* [ACTIVITY] The data beneath this task is to be duplicated exactly, in its entirety.

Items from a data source
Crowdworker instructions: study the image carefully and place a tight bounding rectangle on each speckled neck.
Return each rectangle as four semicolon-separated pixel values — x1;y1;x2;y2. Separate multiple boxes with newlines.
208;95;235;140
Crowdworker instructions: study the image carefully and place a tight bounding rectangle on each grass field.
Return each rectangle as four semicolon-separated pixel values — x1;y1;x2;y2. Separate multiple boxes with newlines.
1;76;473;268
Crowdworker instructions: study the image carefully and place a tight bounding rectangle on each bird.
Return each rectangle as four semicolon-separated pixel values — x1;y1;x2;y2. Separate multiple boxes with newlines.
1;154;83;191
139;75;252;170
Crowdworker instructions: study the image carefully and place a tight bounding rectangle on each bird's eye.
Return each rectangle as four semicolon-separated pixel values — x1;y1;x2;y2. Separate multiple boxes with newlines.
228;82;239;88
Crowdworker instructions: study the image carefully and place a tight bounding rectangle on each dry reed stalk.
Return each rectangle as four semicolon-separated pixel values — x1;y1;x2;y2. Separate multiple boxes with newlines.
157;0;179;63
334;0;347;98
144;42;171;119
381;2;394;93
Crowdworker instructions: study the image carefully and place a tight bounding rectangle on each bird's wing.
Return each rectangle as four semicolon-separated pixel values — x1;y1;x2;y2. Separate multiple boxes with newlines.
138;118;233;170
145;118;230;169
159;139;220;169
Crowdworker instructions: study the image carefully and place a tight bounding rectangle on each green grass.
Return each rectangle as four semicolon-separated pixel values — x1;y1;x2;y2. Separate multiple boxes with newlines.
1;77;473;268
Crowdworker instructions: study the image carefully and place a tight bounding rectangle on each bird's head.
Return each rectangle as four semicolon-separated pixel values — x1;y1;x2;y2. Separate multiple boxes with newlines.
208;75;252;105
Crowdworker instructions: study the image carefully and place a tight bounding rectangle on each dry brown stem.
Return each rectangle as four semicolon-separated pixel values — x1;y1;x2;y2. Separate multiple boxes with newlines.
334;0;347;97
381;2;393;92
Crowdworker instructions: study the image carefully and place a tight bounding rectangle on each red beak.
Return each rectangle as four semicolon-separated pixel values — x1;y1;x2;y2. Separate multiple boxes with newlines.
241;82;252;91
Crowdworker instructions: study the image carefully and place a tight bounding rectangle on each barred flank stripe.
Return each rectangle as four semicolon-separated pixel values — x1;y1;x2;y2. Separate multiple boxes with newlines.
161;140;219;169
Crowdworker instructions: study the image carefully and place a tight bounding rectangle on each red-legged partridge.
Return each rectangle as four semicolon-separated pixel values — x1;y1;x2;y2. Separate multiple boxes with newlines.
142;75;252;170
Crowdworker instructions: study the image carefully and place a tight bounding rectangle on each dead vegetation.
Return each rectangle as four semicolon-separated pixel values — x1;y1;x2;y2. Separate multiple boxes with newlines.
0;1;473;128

* [THE COMPLETED TASK]
Crowdworker instructions: study the image carefully and place a tight bounding rectangle on each speckled neck.
Return each rectangle as four semicolon-separated pixel values — x1;y1;x2;y2. Separate multiple boxes with newlines.
208;95;235;140
Crowdworker instructions: study the image carefully and place a tight bounding rectangle on each grass field.
Return each rectangle as four semicolon-separated pixel values — x1;y1;x2;y2. Separate multiple boxes with newlines.
1;76;473;268
Crowdworker instructions: study the image carefully and place a tight bounding rectangle on each bird.
Return each rectangle as four semicolon-separated pixel values — x1;y1;x2;y2. Separate multiple boxes with newlines.
1;154;83;191
139;75;252;170
Crowdworker instructions: study the image carefully and place a tight bounding rectangle on each bird's eye.
Return each rectangle as four semicolon-separated pixel values — x1;y1;x2;y2. Separate multiple boxes with newlines.
228;82;239;88
Crowdworker instructions: study the image carefully and place a tight bounding rectangle on each dry reed stalk.
Return each rectangle as four semicolon-separated pixel values — x1;y1;x2;y2. Separate multiple boxes with newlines.
157;0;179;63
334;0;347;98
144;42;171;119
381;2;394;93
Crowdworker instructions: study the image carefully and place a tight bounding rectangle on each bird's wing.
Return each rectangle as four semicolon-separated pixel values — x1;y1;x2;y2. Separate multiple boxes with newlines.
138;118;233;170
145;118;230;169
159;139;220;169
Crowdworker instructions: study the image carefully and place a tight bounding rectangle on each green grass.
Return each rectangle as four semicolon-separated pixel values — x1;y1;x2;y2. Separate multiple boxes with newlines.
1;77;473;268
Crowdworker instructions: study the image carefully and place a tight bounding rectangle on each bird's head.
Return each rectangle as four semicolon-separated pixel values — x1;y1;x2;y2. Separate multiple boxes with newlines.
208;75;252;105
Crowdworker instructions: study the image carefully and place a tight bounding rectangle on each dry brown stem.
Return each rectangle as four semicolon-separated pixel values — x1;y1;x2;y2. Separate multiple boxes with newlines.
334;0;347;97
381;2;393;92
Crowdworker instructions: study the image carefully and place a tight bounding rectangle on each red beak.
Return each rectangle as four semicolon-separated pixel values — x1;y1;x2;y2. Separate multiple boxes with newlines.
241;82;252;91
Crowdworker instructions: study the image carefully and place a tight bounding rectangle on each barred flank stripe.
Return each rectangle as four semicolon-separated pixel values — x1;y1;x2;y2. Separate multiple boxes with newlines.
161;140;219;169
Crowdworker instructions: study the image carefully and place a tight bounding rectangle on each red-legged partridge.
Return each rectangle as four semicolon-separated pixel values — x1;y1;x2;y2. Separate multiple boxes with newlines.
142;75;252;170
Crowdworker instructions: study the image carefully and place a tight bounding rectangle on each dead vegetation.
Return each rectangle as four semicolon-separated pixel values — x1;y1;x2;y2. Separate multiple boxes with newlines.
0;1;473;128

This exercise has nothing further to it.